[Source text]:

-=-=-=-=-

UT’s College of Nursing is looking to the future with the introduction of a new educational software program called iCare this fall.
Electronic health records are used in increasingly more hospitals and institutions around the country as an alternative to paper files. The problem lies in the fact that one must be a licensed health care provider to actually use EHRs, so many students don’t work with these until they enter their field.
“We learn about them but don’t get to see or use them until we are working in the hospital with actual patients,” Catherine Runyan, senior in nursing, said.
iCare gives nursing students the benefit of training with electronic health records in an educational environment.
“Electronic health records are currently being used in the facilities in the Knoxville area, but our nursing students get minimal exposure to them,” Tami Wyatt, one of the creators of iCare, said. “What we have done is created an electronic health record to be used for learning purposes.”

-=-=-=-=-

[Source information]:
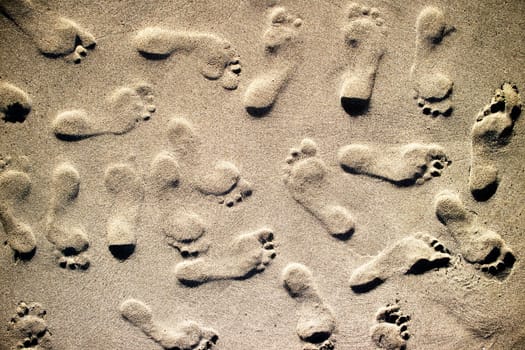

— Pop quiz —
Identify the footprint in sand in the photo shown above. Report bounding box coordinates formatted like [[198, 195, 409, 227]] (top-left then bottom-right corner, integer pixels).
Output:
[[104, 163, 144, 260], [9, 301, 53, 350], [0, 0, 96, 64], [175, 228, 276, 287], [337, 143, 451, 187], [469, 83, 522, 201], [350, 233, 451, 293], [283, 139, 355, 240], [243, 7, 303, 117], [0, 170, 36, 260], [282, 263, 336, 350], [46, 163, 90, 270], [167, 118, 253, 207], [410, 7, 455, 116], [339, 3, 387, 115], [52, 83, 155, 141], [0, 81, 32, 123], [133, 27, 241, 90], [119, 299, 219, 350], [370, 304, 410, 350], [435, 191, 516, 279]]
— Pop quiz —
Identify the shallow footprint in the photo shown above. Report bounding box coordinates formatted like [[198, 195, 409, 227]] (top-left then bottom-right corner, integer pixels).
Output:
[[0, 81, 32, 123], [175, 228, 276, 287], [46, 162, 90, 270], [350, 233, 451, 293], [282, 263, 336, 349], [435, 191, 516, 279], [339, 3, 387, 115], [52, 83, 155, 141], [0, 170, 36, 260], [133, 27, 241, 90], [104, 163, 144, 260], [370, 304, 410, 350], [469, 83, 522, 201], [243, 7, 303, 117], [410, 6, 454, 116], [283, 139, 355, 239], [119, 299, 219, 350], [338, 143, 451, 187]]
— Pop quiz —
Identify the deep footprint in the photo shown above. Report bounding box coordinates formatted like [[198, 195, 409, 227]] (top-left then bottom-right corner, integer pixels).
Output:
[[282, 263, 336, 349], [52, 83, 156, 141], [435, 191, 516, 279], [283, 139, 355, 240], [133, 27, 241, 90], [469, 83, 522, 201], [339, 3, 387, 115], [104, 164, 144, 260], [46, 163, 90, 270], [338, 143, 451, 187], [370, 304, 410, 350], [175, 229, 276, 287], [410, 7, 454, 116], [243, 7, 303, 117], [119, 299, 219, 350], [350, 233, 451, 293]]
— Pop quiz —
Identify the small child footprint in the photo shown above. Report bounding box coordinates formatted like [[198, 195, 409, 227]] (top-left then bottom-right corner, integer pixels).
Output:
[[283, 139, 355, 240], [339, 3, 387, 115], [370, 304, 410, 350]]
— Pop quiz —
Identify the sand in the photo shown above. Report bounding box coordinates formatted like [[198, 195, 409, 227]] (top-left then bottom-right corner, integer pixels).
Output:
[[0, 0, 525, 350]]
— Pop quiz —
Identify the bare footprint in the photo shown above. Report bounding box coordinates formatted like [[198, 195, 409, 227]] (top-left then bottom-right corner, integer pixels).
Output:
[[338, 143, 451, 187], [243, 7, 303, 117], [0, 0, 96, 64], [9, 301, 53, 350], [175, 228, 276, 287], [339, 3, 387, 115], [0, 170, 36, 260], [133, 27, 241, 90], [104, 163, 144, 260], [283, 139, 355, 240], [370, 304, 410, 350], [46, 163, 90, 270], [52, 83, 155, 141], [167, 118, 253, 207], [0, 81, 32, 123], [350, 233, 451, 293], [282, 263, 336, 349], [410, 6, 455, 116], [119, 299, 219, 350], [469, 83, 522, 201], [435, 191, 516, 278]]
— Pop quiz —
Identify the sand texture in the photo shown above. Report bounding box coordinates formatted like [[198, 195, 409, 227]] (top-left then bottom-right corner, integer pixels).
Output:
[[0, 0, 525, 350]]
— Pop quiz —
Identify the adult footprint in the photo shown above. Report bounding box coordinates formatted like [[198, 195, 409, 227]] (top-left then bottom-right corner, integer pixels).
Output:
[[339, 3, 387, 115], [350, 233, 451, 293], [469, 83, 522, 201], [370, 304, 410, 350], [243, 7, 303, 117], [282, 263, 336, 349], [175, 228, 276, 287], [104, 163, 144, 260], [338, 143, 451, 187], [410, 6, 454, 116], [52, 83, 155, 141], [119, 299, 219, 350], [435, 191, 516, 278], [0, 0, 96, 63], [46, 163, 90, 270], [283, 139, 355, 239], [133, 27, 241, 90], [0, 81, 31, 123], [0, 170, 36, 260]]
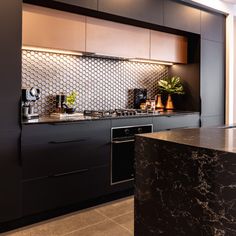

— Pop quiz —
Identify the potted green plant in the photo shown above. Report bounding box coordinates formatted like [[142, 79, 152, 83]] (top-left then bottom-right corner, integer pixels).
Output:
[[158, 76, 185, 110], [66, 91, 77, 114]]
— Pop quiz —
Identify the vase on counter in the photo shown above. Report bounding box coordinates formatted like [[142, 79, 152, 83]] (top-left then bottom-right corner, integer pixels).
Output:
[[155, 94, 164, 110], [165, 94, 174, 110]]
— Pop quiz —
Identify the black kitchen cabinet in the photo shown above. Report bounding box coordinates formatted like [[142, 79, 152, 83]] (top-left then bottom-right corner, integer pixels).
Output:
[[23, 166, 109, 215], [200, 39, 225, 125], [21, 120, 111, 215], [111, 117, 152, 127], [0, 130, 21, 222], [54, 0, 98, 10], [98, 0, 163, 25], [21, 120, 110, 179], [0, 0, 22, 225], [201, 11, 225, 43], [164, 0, 200, 34], [153, 113, 200, 132]]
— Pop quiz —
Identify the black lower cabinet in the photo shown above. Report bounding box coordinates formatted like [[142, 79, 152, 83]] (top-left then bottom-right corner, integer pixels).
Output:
[[153, 113, 200, 132], [23, 166, 109, 216], [0, 130, 21, 222]]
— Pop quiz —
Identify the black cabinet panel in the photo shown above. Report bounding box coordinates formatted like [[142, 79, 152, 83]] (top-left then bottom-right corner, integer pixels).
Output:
[[98, 0, 163, 25], [0, 0, 21, 129], [200, 40, 225, 116], [55, 0, 98, 10], [111, 117, 152, 127], [21, 121, 110, 179], [0, 0, 22, 223], [153, 114, 200, 132], [23, 166, 109, 215], [0, 130, 21, 222], [164, 0, 200, 33], [201, 11, 225, 42]]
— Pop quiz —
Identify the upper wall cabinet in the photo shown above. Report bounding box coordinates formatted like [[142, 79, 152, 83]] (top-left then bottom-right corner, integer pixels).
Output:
[[164, 0, 200, 34], [22, 5, 85, 51], [54, 0, 98, 10], [201, 11, 225, 42], [86, 17, 150, 59], [98, 0, 163, 25], [150, 30, 188, 63]]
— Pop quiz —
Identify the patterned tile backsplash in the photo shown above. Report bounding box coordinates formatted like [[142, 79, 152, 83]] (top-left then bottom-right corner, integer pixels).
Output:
[[22, 50, 168, 115]]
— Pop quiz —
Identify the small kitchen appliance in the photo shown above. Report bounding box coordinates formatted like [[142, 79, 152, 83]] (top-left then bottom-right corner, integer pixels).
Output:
[[56, 94, 67, 113], [134, 88, 147, 109], [21, 87, 41, 119]]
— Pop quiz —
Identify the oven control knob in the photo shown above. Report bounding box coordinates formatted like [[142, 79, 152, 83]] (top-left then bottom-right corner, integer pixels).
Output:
[[125, 129, 130, 135], [138, 128, 143, 134]]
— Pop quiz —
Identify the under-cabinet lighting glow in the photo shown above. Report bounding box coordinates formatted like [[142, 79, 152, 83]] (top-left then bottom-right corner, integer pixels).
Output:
[[22, 46, 83, 56], [129, 58, 174, 66]]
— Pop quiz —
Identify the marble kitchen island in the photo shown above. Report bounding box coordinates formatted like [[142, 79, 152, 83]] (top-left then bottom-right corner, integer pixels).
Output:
[[135, 128, 236, 236]]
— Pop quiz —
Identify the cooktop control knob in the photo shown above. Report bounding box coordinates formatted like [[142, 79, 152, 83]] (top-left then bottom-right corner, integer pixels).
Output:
[[124, 129, 130, 135], [138, 128, 143, 134]]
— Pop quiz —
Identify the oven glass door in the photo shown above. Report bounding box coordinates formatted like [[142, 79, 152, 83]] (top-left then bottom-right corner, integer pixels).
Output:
[[111, 138, 134, 184]]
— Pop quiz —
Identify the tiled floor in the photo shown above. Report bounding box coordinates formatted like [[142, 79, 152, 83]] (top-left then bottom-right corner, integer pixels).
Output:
[[0, 197, 134, 236]]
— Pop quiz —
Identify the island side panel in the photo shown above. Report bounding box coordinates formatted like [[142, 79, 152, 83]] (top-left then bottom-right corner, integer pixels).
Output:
[[135, 136, 236, 236]]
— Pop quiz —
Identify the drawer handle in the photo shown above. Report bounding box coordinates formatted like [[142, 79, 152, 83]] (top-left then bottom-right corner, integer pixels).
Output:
[[49, 169, 89, 178], [48, 139, 87, 144], [112, 139, 135, 144], [48, 120, 87, 125]]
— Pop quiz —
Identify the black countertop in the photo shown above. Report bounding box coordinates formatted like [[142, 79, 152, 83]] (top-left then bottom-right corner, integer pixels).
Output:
[[22, 111, 199, 125], [140, 126, 236, 153]]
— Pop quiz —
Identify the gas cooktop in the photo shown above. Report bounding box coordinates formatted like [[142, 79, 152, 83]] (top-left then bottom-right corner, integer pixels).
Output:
[[84, 109, 159, 117]]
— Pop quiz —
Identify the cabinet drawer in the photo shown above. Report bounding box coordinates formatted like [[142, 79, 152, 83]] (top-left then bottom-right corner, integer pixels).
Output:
[[23, 166, 109, 216], [153, 114, 199, 131], [111, 117, 152, 127], [21, 120, 110, 146], [21, 122, 110, 179]]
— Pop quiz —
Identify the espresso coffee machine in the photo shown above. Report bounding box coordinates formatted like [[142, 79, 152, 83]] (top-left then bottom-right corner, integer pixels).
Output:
[[134, 88, 147, 109], [56, 93, 67, 113], [22, 87, 41, 120]]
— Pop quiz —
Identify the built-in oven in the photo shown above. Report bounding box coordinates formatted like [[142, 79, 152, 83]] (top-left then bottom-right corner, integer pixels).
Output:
[[111, 124, 153, 185]]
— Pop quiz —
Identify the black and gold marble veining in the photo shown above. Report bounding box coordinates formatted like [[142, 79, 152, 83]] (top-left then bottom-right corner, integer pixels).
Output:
[[135, 132, 236, 236]]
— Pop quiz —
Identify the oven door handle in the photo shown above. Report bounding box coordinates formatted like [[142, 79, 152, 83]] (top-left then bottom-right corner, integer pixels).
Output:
[[112, 139, 135, 144]]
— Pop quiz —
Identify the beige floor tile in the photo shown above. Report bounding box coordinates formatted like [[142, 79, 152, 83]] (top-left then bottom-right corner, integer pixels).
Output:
[[96, 198, 134, 218], [2, 210, 106, 236], [0, 197, 133, 236], [112, 212, 134, 233], [66, 220, 132, 236]]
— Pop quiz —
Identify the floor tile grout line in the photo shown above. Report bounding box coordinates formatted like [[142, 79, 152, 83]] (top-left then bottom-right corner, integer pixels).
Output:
[[61, 219, 108, 236], [95, 209, 134, 219], [109, 211, 134, 219], [94, 208, 133, 235], [109, 218, 133, 235]]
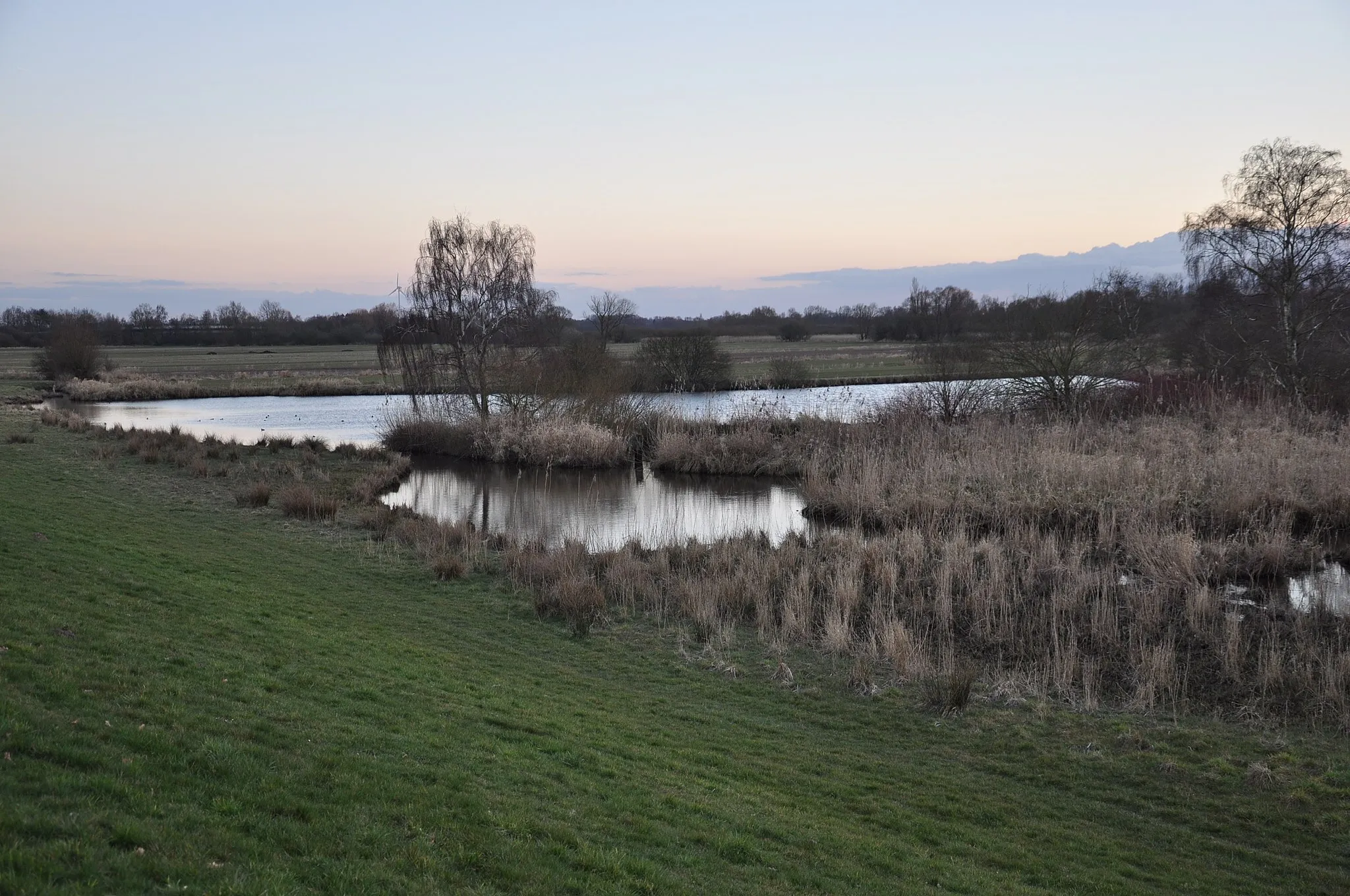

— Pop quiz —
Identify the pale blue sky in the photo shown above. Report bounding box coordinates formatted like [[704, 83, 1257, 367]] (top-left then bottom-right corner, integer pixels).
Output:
[[0, 0, 1350, 307]]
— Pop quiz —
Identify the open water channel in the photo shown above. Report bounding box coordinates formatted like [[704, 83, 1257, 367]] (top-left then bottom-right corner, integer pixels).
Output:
[[47, 385, 1350, 614]]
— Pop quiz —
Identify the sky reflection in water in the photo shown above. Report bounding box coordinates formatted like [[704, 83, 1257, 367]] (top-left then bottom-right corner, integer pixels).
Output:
[[384, 461, 810, 551]]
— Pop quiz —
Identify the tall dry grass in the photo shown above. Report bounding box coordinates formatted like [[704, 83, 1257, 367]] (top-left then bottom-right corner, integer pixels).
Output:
[[505, 405, 1350, 726], [804, 402, 1350, 538], [384, 413, 629, 468], [648, 416, 852, 476]]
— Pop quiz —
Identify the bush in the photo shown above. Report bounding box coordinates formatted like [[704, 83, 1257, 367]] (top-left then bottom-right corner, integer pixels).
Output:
[[778, 317, 811, 343], [555, 576, 605, 637], [922, 663, 975, 715], [768, 358, 811, 389], [637, 331, 730, 391], [32, 317, 104, 382], [235, 482, 272, 507]]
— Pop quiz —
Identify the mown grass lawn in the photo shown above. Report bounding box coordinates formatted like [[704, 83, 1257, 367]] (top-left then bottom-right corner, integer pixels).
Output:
[[0, 409, 1350, 893]]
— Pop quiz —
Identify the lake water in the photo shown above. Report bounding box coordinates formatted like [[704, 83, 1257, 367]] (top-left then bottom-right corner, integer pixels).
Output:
[[382, 460, 814, 551], [47, 383, 972, 444]]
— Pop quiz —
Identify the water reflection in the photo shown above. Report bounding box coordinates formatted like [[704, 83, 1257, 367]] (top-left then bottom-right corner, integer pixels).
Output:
[[384, 461, 810, 551], [1289, 563, 1350, 615], [46, 383, 993, 444], [46, 395, 391, 445]]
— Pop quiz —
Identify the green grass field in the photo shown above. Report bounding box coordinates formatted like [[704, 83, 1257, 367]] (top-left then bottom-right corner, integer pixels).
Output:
[[0, 336, 922, 389], [0, 408, 1350, 893]]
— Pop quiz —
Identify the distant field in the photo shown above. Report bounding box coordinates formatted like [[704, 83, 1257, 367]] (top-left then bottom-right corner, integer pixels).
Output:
[[613, 336, 922, 379], [8, 406, 1350, 896], [0, 345, 379, 378], [0, 336, 922, 383]]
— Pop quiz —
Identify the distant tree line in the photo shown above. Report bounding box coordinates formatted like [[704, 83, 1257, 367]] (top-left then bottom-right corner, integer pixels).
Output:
[[0, 301, 398, 348], [13, 140, 1350, 405]]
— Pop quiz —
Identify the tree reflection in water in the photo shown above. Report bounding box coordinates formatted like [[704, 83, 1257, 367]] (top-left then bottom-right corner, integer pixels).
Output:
[[384, 460, 810, 551]]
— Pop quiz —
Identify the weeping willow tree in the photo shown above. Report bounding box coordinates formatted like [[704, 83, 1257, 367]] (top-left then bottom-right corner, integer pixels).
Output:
[[379, 216, 564, 421]]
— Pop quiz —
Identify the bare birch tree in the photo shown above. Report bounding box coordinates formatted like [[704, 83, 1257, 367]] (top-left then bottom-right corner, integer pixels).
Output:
[[1181, 139, 1350, 397], [379, 216, 558, 421]]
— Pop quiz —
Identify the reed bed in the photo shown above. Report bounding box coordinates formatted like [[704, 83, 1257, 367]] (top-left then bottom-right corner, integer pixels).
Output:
[[804, 403, 1350, 538], [505, 405, 1350, 727], [648, 417, 850, 476], [504, 525, 1350, 726]]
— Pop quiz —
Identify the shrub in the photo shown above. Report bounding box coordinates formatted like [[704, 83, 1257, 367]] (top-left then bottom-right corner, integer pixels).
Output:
[[768, 358, 811, 389], [555, 576, 605, 637], [235, 482, 272, 507], [32, 317, 103, 382], [277, 486, 338, 520], [637, 331, 730, 391]]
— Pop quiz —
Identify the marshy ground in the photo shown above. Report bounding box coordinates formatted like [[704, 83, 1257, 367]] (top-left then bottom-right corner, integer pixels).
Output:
[[0, 408, 1350, 893]]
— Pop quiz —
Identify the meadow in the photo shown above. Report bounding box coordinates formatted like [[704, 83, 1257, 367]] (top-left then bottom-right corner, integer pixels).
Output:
[[0, 336, 924, 401], [0, 408, 1350, 893]]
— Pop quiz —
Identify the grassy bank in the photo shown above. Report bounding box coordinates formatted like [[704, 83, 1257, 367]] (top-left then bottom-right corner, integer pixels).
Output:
[[0, 410, 1350, 893]]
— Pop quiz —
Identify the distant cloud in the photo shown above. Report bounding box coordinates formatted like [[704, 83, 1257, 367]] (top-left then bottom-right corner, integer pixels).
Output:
[[11, 233, 1185, 317], [552, 233, 1185, 317], [0, 279, 389, 317]]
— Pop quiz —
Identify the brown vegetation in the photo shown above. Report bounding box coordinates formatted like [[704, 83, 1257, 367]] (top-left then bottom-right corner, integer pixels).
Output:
[[505, 403, 1350, 725], [277, 484, 338, 520], [384, 414, 629, 467], [235, 482, 272, 507]]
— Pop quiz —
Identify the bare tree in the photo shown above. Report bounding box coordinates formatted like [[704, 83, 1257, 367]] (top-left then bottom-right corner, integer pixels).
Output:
[[996, 294, 1131, 413], [914, 343, 997, 424], [32, 314, 107, 383], [379, 216, 558, 421], [1181, 139, 1350, 397], [131, 302, 169, 329], [587, 290, 637, 345], [637, 331, 730, 391], [258, 298, 296, 324]]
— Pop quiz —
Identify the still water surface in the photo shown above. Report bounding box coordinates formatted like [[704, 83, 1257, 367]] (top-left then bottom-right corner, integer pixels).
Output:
[[47, 383, 1350, 604], [47, 383, 961, 444], [382, 460, 813, 551]]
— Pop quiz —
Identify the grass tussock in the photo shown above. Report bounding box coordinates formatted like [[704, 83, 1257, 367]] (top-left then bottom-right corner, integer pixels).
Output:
[[504, 526, 1350, 726], [277, 484, 338, 521], [384, 414, 629, 468], [805, 403, 1350, 541], [649, 417, 848, 476], [235, 482, 272, 507]]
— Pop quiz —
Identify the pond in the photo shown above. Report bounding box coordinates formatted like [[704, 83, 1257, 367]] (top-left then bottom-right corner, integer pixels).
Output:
[[382, 460, 813, 551], [1288, 561, 1350, 615], [47, 383, 993, 444]]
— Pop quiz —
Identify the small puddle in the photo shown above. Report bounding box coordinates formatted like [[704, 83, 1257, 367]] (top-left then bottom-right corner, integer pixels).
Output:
[[1288, 563, 1350, 615], [382, 460, 813, 551]]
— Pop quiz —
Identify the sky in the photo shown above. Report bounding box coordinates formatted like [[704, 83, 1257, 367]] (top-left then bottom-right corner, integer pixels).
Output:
[[0, 0, 1350, 313]]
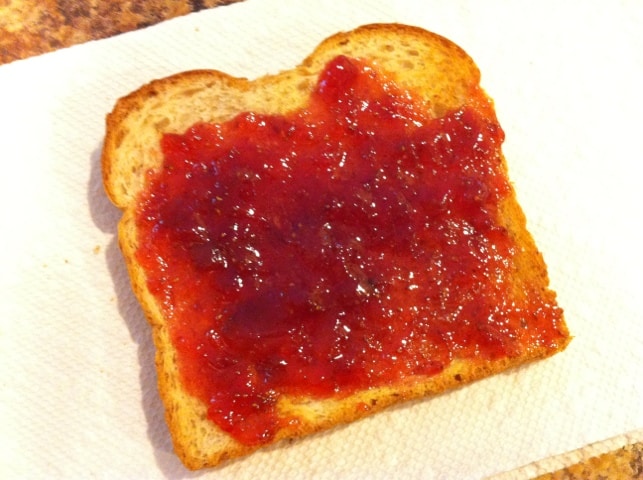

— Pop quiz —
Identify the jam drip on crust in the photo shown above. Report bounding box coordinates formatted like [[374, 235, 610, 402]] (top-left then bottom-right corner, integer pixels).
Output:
[[137, 56, 562, 445]]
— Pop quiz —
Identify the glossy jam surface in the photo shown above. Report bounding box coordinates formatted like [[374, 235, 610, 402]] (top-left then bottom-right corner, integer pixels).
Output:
[[137, 57, 561, 445]]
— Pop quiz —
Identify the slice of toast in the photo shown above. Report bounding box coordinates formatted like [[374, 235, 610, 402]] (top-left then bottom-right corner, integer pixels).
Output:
[[102, 24, 570, 469]]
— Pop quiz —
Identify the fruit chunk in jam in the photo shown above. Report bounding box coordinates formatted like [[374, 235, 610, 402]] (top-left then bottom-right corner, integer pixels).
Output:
[[137, 57, 561, 445]]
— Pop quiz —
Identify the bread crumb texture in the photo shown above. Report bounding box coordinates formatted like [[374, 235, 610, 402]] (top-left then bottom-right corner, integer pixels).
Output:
[[534, 442, 643, 480]]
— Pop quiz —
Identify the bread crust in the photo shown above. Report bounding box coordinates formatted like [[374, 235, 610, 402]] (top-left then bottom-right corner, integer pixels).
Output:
[[102, 24, 569, 469]]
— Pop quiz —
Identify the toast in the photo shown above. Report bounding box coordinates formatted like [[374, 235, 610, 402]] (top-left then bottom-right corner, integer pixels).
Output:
[[102, 24, 570, 469]]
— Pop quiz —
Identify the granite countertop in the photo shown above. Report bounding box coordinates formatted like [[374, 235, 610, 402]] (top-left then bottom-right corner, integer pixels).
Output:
[[0, 0, 643, 480]]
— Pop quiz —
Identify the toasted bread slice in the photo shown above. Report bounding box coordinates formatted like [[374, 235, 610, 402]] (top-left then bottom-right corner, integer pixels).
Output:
[[102, 24, 569, 469]]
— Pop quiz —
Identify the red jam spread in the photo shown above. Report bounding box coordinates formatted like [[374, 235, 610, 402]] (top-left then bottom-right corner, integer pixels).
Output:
[[137, 56, 561, 445]]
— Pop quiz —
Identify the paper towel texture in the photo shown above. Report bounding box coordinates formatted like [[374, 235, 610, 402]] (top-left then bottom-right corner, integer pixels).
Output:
[[0, 0, 643, 479]]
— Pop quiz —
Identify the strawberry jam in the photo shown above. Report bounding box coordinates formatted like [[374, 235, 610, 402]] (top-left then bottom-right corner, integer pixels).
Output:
[[137, 56, 562, 445]]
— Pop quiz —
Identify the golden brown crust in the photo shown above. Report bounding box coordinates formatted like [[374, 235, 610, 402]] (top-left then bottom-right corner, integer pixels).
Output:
[[102, 25, 569, 469], [0, 0, 240, 64]]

-=-=-=-=-

[About this exercise]:
Please reproduce the iCare passage in full, word for word.

[Exercise answer]:
UT’s College of Nursing is looking to the future with the introduction of a new educational software program called iCare this fall.
Electronic health records are used in increasingly more hospitals and institutions around the country as an alternative to paper files. The problem lies in the fact that one must be a licensed health care provider to actually use EHRs, so many students don’t work with these until they enter their field.
“We learn about them but don’t get to see or use them until we are working in the hospital with actual patients,” Catherine Runyan, senior in nursing, said.
iCare gives nursing students the benefit of training with electronic health records in an educational environment.
“Electronic health records are currently being used in the facilities in the Knoxville area, but our nursing students get minimal exposure to them,” Tami Wyatt, one of the creators of iCare, said. “What we have done is created an electronic health record to be used for learning purposes.”